(Problem):
Write out all of the records precisely. Skip anything that is a picture.

(Given data):

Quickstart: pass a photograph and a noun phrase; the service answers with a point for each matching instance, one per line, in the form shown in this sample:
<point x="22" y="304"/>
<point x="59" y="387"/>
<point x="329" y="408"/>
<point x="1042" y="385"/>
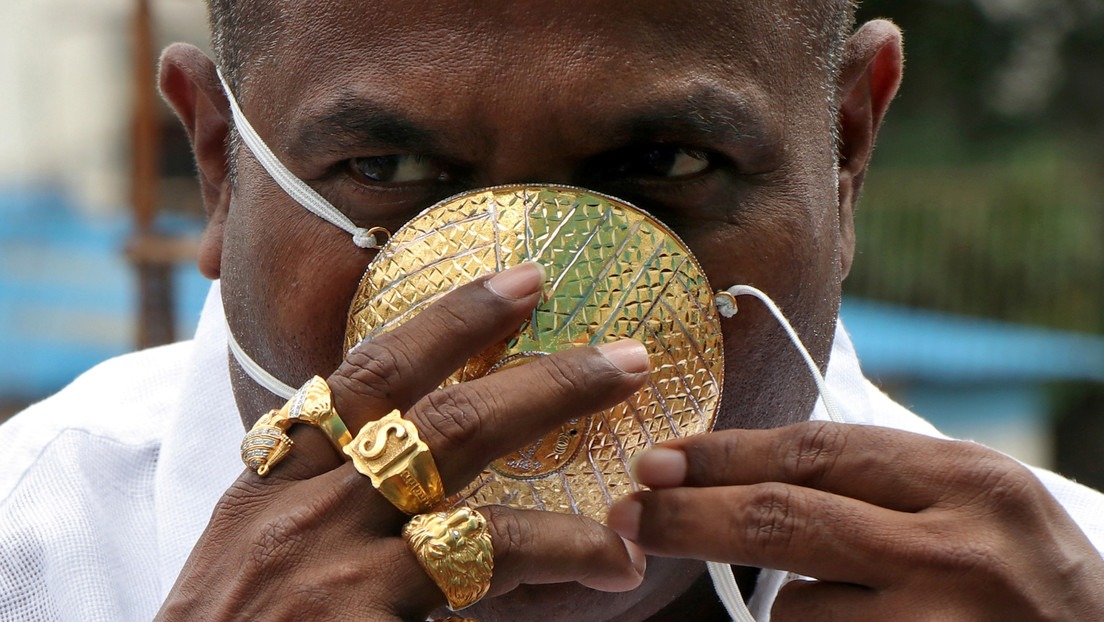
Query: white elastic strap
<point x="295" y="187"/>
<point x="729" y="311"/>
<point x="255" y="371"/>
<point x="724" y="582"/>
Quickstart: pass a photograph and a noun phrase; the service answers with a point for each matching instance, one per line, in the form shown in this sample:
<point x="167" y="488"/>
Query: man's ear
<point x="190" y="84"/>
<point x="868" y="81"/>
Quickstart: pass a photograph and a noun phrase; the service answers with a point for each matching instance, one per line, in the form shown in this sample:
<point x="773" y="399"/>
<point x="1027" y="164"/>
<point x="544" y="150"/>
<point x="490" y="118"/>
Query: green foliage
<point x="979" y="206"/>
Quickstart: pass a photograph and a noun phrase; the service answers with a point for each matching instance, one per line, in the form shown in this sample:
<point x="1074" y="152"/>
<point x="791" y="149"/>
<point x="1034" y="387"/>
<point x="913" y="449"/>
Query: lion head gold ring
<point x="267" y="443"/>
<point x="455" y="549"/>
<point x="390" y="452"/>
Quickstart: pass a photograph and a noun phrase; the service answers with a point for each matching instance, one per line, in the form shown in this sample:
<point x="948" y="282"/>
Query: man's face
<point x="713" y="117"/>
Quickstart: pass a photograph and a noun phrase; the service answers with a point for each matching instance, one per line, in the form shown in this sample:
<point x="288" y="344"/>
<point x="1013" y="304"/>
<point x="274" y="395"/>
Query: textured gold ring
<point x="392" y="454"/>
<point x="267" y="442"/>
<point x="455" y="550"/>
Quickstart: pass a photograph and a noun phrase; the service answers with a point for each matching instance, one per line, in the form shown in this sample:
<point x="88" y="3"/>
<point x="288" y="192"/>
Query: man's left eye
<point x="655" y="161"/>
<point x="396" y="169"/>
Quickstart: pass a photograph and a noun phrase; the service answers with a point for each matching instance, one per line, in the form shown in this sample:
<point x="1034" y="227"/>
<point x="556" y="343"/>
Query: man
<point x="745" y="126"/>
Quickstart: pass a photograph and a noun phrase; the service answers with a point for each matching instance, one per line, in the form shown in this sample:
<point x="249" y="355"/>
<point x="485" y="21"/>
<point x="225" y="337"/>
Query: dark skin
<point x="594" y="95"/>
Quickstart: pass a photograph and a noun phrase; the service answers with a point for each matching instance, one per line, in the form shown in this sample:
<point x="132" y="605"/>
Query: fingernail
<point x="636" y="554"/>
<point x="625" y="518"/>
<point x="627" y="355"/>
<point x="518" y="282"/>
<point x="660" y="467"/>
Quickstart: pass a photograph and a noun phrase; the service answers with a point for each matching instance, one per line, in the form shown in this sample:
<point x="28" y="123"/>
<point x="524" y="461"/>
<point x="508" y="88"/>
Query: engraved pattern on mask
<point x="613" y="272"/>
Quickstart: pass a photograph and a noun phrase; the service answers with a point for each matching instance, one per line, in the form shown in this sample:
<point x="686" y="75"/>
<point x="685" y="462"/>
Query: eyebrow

(Exercise response):
Quickstart: pass a photograph and a noun phrase; the service answers with a point for each matching instance, one per line, in the form shown in this sample:
<point x="22" y="304"/>
<point x="59" y="387"/>
<point x="329" y="408"/>
<point x="1042" y="385"/>
Query: white elastic strap
<point x="295" y="187"/>
<point x="729" y="311"/>
<point x="255" y="371"/>
<point x="724" y="582"/>
Quickstart: pass a photograph and a noun phrase; the service answers with a point for each matching instance, one per line, in the form shown in this sample:
<point x="167" y="488"/>
Query: man's ear
<point x="190" y="84"/>
<point x="868" y="81"/>
Quickstart: pass a photograph and a noun phrase; the service answers with a point for each matching instance, one per line, in the form shown in this sample:
<point x="773" y="399"/>
<point x="1027" y="164"/>
<point x="544" y="150"/>
<point x="490" y="118"/>
Query: green foliage
<point x="979" y="206"/>
Quickstart: pass a photograph and a noun phrase; the service answers with a point for each matching instance, one per line, in the form shown in this sample:
<point x="1074" y="152"/>
<point x="791" y="149"/>
<point x="1034" y="387"/>
<point x="913" y="449"/>
Query: lion head gold ring
<point x="267" y="443"/>
<point x="455" y="549"/>
<point x="390" y="452"/>
Quickstart: pass a photograph and a noun phrase; the service answers with a point for each matching instance, one per line, in the form shown in this sample:
<point x="948" y="282"/>
Query: man's face
<point x="713" y="117"/>
Quickstart: pass a photograph and a noun phrase; the service answers with a point for each matching instance, one per line, in the form shown in this sample:
<point x="288" y="344"/>
<point x="1013" y="304"/>
<point x="274" y="395"/>
Query: textured gold ring
<point x="392" y="454"/>
<point x="267" y="442"/>
<point x="455" y="550"/>
Quickstart: pass a photograph and a noun phrase; the service answers with a point for each matching instance, one per line, in the form shown in this sample:
<point x="88" y="3"/>
<point x="288" y="192"/>
Query: man's left eye
<point x="655" y="161"/>
<point x="396" y="169"/>
Quickstart: pass a photograph and a noun phrase; the service answers with a point for each matching instance, one per line, in the form shown in this sample:
<point x="1034" y="227"/>
<point x="556" y="343"/>
Query: man
<point x="745" y="126"/>
Quickstart: pass a photograph and a noun phrase; the service answers with a point for each matching instance, one per line, in the form shown in this sample:
<point x="249" y="355"/>
<point x="485" y="21"/>
<point x="225" y="337"/>
Query: dark skin
<point x="594" y="95"/>
Quickstart: pass a photograph and a noun phrase; the service answers with a point for each matching instance, one per line, in the form shown in this sample:
<point x="132" y="605"/>
Query: fingernail
<point x="636" y="554"/>
<point x="625" y="518"/>
<point x="627" y="355"/>
<point x="518" y="282"/>
<point x="660" y="467"/>
Quickstart: pass a photograph and a noun phrase; the service answers with a point for each matching instance, one per line, in the form shown in this sample:
<point x="28" y="123"/>
<point x="524" y="461"/>
<point x="508" y="88"/>
Query: engraved pattern on mask
<point x="613" y="272"/>
Quickstart: pass a photograph and a noun phrase; the service answers with a point for each matching instance, one per line, in the form shown in this sample:
<point x="686" y="75"/>
<point x="685" y="462"/>
Query: eyebrow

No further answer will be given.